__Exercise brief__.
Bring together all lines from the listing below that contain the string "halved".

__Data__.

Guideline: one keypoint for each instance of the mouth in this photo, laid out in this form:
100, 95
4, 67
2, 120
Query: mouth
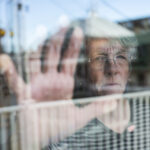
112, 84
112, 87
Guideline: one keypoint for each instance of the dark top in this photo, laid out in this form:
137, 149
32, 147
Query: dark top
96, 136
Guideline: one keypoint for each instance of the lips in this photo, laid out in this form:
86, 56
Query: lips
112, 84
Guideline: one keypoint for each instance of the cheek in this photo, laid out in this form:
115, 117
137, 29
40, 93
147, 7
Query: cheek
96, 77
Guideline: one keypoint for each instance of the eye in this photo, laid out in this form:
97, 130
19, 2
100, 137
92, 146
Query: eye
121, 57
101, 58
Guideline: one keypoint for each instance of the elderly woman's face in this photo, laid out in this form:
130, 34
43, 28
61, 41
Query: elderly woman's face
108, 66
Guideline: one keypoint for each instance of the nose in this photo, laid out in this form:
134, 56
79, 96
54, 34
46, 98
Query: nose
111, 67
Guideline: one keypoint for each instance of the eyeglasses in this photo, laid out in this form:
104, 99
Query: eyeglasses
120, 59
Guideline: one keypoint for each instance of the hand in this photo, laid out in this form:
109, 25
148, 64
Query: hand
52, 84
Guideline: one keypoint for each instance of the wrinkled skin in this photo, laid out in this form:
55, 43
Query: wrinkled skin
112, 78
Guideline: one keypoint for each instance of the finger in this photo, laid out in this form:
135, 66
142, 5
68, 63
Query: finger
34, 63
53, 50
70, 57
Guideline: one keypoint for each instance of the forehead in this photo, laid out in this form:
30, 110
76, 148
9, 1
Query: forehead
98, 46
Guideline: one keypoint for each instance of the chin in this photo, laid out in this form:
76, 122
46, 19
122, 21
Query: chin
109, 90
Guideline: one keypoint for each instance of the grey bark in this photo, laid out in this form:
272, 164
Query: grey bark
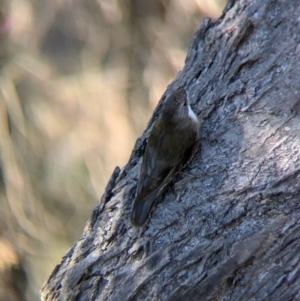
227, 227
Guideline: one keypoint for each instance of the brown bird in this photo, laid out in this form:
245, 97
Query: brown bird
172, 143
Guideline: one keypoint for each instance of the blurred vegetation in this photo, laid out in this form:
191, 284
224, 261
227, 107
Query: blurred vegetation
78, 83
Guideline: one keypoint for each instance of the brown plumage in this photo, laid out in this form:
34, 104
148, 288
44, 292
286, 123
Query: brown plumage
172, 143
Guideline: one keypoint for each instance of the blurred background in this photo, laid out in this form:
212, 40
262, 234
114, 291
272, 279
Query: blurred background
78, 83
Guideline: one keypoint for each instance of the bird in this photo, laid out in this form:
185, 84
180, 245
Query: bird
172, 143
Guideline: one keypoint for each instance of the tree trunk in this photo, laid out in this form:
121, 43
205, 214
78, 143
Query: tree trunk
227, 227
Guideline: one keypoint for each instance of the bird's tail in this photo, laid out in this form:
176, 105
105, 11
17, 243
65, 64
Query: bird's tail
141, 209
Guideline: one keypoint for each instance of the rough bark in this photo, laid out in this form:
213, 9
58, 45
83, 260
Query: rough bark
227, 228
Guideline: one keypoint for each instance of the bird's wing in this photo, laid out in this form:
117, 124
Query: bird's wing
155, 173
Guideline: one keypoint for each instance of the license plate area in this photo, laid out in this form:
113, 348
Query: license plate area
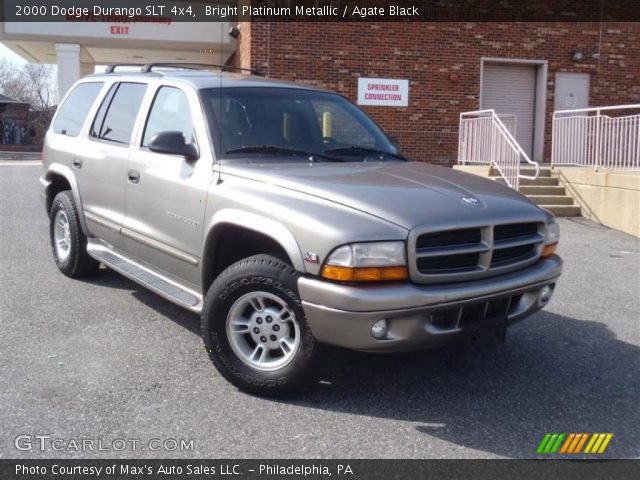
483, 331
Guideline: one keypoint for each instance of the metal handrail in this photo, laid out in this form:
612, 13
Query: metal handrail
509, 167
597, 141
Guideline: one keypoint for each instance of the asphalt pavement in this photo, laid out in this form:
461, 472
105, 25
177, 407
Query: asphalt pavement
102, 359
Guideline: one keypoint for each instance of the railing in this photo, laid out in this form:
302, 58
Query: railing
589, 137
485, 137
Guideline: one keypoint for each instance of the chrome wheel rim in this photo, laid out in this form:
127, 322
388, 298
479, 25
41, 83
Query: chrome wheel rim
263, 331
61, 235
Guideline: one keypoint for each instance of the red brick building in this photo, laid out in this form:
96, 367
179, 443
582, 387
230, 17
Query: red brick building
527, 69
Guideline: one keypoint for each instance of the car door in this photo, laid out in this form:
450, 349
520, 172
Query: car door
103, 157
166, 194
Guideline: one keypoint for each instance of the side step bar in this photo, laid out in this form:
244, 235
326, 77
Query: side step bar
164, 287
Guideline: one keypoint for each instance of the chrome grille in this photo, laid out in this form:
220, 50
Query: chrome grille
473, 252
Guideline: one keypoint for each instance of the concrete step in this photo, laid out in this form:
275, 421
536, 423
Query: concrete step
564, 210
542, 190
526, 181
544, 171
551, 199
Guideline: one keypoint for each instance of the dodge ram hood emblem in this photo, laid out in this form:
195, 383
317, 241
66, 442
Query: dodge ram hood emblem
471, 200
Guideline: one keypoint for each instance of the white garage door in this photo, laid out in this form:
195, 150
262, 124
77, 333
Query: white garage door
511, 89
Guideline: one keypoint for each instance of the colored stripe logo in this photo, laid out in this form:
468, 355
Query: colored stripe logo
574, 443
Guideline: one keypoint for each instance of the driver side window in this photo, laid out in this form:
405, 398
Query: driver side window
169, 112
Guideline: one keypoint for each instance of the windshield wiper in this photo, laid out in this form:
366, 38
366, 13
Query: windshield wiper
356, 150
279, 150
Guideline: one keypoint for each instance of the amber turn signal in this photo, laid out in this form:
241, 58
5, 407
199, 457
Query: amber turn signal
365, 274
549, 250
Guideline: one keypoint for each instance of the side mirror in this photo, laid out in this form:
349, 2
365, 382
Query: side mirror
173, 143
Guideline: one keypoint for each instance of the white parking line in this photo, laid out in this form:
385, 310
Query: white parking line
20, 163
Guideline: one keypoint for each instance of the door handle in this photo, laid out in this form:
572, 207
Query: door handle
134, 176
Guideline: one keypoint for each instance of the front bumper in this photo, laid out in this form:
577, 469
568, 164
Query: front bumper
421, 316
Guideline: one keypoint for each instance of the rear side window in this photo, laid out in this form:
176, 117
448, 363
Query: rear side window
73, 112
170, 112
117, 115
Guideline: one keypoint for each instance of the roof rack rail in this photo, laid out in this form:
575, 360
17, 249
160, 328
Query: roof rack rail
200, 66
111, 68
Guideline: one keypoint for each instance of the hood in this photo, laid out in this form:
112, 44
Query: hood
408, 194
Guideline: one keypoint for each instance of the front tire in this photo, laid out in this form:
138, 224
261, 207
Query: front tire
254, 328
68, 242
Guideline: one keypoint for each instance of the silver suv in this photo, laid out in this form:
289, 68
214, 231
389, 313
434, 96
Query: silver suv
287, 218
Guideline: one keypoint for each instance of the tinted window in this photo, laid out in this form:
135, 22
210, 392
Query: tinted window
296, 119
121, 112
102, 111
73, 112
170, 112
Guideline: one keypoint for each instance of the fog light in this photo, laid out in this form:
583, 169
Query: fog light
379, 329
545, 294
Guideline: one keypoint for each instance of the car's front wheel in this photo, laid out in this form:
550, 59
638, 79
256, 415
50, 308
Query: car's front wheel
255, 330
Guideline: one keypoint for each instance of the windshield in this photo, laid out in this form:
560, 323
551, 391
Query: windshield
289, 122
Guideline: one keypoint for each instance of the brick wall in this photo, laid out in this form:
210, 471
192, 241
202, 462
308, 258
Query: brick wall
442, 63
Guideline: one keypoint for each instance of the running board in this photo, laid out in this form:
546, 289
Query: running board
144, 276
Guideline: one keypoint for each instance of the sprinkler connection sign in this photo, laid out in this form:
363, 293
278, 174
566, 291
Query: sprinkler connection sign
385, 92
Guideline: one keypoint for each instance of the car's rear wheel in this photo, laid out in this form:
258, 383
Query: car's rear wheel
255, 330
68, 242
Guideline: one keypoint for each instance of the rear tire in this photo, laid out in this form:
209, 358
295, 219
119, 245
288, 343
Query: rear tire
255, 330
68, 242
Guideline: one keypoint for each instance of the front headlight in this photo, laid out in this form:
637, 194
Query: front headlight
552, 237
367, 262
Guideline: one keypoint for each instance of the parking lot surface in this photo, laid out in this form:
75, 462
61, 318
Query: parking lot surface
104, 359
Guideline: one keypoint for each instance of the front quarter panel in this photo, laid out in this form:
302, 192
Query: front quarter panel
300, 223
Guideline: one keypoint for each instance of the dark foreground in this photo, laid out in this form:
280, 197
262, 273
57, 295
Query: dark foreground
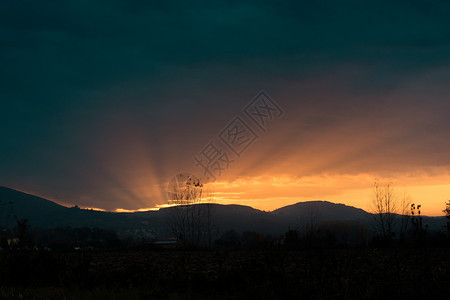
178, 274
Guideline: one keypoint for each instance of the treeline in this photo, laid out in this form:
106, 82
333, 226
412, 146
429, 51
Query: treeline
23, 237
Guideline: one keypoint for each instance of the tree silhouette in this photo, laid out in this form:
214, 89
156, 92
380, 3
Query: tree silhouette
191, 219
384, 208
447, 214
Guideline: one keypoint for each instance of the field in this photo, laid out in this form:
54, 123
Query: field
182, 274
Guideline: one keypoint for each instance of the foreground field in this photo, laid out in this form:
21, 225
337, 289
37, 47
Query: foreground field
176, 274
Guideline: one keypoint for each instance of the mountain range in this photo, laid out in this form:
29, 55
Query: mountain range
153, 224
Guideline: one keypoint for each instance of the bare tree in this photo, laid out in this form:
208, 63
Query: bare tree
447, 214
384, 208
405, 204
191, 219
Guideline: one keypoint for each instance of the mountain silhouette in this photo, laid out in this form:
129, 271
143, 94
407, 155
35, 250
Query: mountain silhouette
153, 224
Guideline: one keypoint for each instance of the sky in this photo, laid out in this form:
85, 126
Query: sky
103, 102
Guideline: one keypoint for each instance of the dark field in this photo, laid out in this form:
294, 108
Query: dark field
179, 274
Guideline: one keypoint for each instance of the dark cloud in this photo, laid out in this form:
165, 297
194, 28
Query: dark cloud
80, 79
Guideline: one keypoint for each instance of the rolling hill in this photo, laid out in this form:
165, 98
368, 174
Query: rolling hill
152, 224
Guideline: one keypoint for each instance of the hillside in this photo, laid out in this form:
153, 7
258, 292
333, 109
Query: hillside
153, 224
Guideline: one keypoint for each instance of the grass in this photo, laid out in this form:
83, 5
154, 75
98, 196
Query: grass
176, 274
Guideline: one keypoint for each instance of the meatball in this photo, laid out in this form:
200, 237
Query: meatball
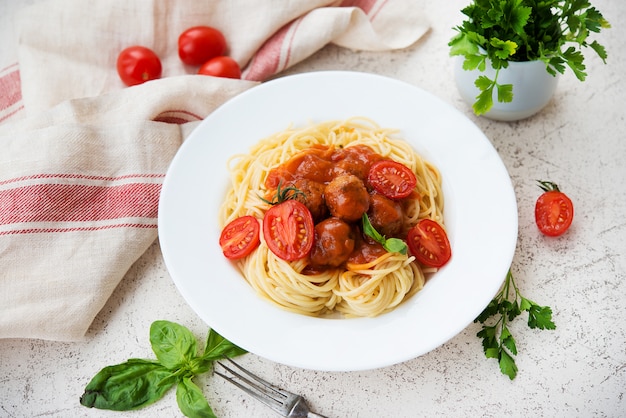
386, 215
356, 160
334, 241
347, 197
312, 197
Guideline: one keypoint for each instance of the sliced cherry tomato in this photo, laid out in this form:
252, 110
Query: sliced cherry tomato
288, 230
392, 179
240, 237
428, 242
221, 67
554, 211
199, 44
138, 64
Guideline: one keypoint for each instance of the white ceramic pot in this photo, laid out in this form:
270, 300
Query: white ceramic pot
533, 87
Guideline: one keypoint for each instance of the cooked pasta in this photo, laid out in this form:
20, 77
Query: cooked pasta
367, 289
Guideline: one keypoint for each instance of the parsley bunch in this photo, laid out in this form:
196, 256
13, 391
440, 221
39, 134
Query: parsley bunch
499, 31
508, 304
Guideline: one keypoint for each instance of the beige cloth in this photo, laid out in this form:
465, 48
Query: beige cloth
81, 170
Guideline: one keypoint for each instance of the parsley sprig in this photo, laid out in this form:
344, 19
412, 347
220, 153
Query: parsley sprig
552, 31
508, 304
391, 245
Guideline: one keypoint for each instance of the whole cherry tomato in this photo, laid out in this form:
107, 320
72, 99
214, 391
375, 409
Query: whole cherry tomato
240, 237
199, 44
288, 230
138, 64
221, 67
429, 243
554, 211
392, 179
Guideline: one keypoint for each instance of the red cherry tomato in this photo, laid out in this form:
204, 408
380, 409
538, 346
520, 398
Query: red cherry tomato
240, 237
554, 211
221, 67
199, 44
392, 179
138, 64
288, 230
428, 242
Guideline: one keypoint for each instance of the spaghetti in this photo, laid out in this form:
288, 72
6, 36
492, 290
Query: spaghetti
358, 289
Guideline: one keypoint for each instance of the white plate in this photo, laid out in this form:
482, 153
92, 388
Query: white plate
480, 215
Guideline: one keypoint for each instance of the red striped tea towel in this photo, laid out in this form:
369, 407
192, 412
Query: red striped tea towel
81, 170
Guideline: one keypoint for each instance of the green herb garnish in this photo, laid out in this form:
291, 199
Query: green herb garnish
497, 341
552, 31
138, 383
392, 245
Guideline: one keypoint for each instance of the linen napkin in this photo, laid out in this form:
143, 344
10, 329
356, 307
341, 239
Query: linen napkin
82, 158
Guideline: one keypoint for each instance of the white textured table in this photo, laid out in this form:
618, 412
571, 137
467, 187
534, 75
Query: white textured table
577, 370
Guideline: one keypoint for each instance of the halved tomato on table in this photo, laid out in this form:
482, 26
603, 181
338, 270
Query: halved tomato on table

__Output of the task__.
Guideline: one keypoint for each instance of the halved tomato on table in this photo, laid out in this form:
Query: halved tomato on table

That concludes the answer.